● EXERCISE REQUIREMENTS: Tally the lines below that contain "green" and reply with only the tally.
== DATASET CONTENT ==
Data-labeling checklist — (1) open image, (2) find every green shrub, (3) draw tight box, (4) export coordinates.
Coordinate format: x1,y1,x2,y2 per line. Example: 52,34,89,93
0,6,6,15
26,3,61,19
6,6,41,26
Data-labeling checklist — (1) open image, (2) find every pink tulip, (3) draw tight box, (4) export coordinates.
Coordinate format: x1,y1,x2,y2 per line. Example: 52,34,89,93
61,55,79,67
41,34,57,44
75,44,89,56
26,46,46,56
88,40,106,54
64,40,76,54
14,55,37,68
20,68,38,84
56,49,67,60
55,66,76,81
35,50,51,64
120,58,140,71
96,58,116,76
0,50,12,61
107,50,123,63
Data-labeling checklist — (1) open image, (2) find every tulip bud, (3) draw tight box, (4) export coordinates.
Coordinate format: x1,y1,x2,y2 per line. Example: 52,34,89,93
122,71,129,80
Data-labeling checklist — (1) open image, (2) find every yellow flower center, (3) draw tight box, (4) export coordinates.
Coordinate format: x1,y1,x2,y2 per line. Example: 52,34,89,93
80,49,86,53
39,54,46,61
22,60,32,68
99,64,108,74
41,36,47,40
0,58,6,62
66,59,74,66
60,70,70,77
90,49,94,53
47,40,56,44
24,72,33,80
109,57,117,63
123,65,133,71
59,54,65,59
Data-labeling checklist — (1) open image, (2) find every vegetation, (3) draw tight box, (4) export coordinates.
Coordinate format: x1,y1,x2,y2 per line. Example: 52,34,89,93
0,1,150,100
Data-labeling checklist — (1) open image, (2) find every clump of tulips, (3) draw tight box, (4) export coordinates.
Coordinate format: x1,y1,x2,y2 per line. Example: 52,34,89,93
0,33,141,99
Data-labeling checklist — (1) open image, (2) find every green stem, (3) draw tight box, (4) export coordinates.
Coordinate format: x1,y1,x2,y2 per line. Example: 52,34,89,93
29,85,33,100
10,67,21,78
===
● RESPONSE AREA: 2